> **YOUR ASSIGNMENT**
Your task is to transcribe all the entries exactly, excluding pictures.

──────

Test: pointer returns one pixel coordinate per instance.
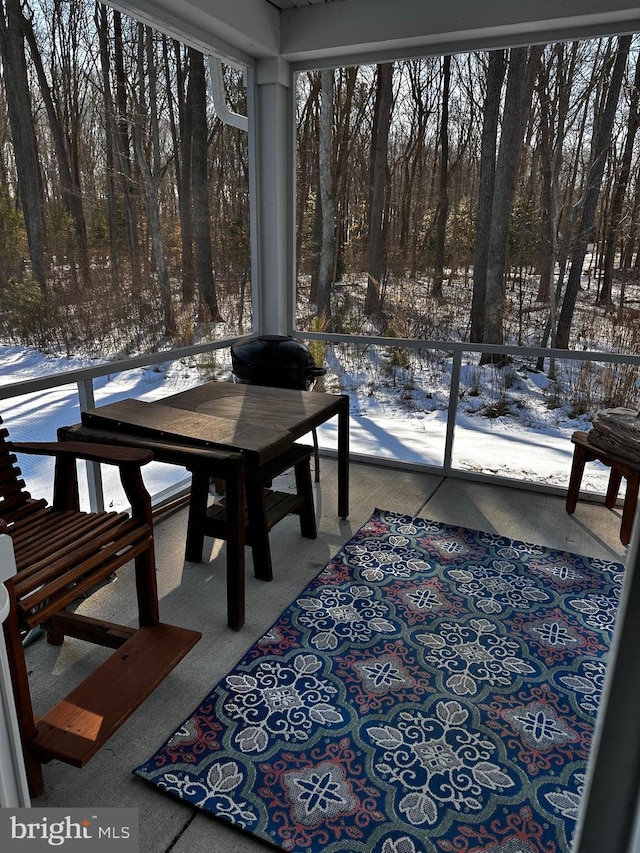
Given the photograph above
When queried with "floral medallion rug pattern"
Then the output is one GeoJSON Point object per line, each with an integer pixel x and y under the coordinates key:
{"type": "Point", "coordinates": [434, 689]}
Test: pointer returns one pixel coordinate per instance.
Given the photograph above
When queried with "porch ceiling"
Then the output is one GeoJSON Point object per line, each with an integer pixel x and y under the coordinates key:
{"type": "Point", "coordinates": [312, 33]}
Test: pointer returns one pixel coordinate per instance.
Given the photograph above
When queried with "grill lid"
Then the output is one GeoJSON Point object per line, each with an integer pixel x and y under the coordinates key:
{"type": "Point", "coordinates": [273, 356]}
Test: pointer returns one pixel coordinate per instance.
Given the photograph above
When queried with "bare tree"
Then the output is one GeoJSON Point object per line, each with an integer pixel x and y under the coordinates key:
{"type": "Point", "coordinates": [442, 211]}
{"type": "Point", "coordinates": [523, 63]}
{"type": "Point", "coordinates": [64, 143]}
{"type": "Point", "coordinates": [152, 168]}
{"type": "Point", "coordinates": [495, 78]}
{"type": "Point", "coordinates": [600, 145]}
{"type": "Point", "coordinates": [378, 174]}
{"type": "Point", "coordinates": [181, 131]}
{"type": "Point", "coordinates": [23, 133]}
{"type": "Point", "coordinates": [327, 196]}
{"type": "Point", "coordinates": [201, 218]}
{"type": "Point", "coordinates": [620, 189]}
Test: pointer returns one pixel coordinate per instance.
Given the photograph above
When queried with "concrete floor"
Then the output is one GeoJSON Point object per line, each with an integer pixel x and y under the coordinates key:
{"type": "Point", "coordinates": [193, 595]}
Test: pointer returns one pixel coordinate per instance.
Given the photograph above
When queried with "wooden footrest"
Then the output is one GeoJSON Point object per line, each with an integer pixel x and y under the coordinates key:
{"type": "Point", "coordinates": [277, 506]}
{"type": "Point", "coordinates": [78, 726]}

──────

> **SOLUTION TO THIS TASK**
Test: pointer returns one pixel coordinate per instance.
Given the photograph above
When queried with "floral medallion rug pattern"
Then the output is one GeoJSON Point object per line, each with an integer pixel x and y under the coordinates key:
{"type": "Point", "coordinates": [434, 689]}
Test: pointer returns one pixel coordinate per instance.
Given the photograph above
When queried with "porch ceiling"
Then the output is one GeoJSON Point object per line, each with an integer pixel x and y under the coordinates key:
{"type": "Point", "coordinates": [312, 33]}
Test: pointer returns one pixel coordinate per instance.
Given the photograph above
When queried with "grill lid"
Then the output is one GeoJSON Point object per line, each with an integer pixel x and y under the coordinates key:
{"type": "Point", "coordinates": [273, 356]}
Test: pointer returns one pixel coordinate per instance.
Given the photograph above
When queried with "bare tree"
Then the output is one GeoJSON Point object per line, each with an integer pixel x and y under the coordinates key:
{"type": "Point", "coordinates": [442, 211]}
{"type": "Point", "coordinates": [523, 63]}
{"type": "Point", "coordinates": [64, 143]}
{"type": "Point", "coordinates": [152, 168]}
{"type": "Point", "coordinates": [495, 78]}
{"type": "Point", "coordinates": [600, 145]}
{"type": "Point", "coordinates": [378, 174]}
{"type": "Point", "coordinates": [181, 131]}
{"type": "Point", "coordinates": [23, 133]}
{"type": "Point", "coordinates": [327, 196]}
{"type": "Point", "coordinates": [201, 218]}
{"type": "Point", "coordinates": [620, 189]}
Test: pointer returns one pixel coordinate per instance.
Given the photograph above
When queried with "concrete floor"
Then the output is one GeoJSON Point object per line, each with an integer pixel x and y under the coordinates key:
{"type": "Point", "coordinates": [193, 595]}
Test: pointer returns one pixel coordinate per instance.
Given the photograph above
When queried with "wooden footrest"
Then the output is one GeoJSON Point object per line, each with an integer pixel x and y under the coordinates key:
{"type": "Point", "coordinates": [277, 506]}
{"type": "Point", "coordinates": [78, 726]}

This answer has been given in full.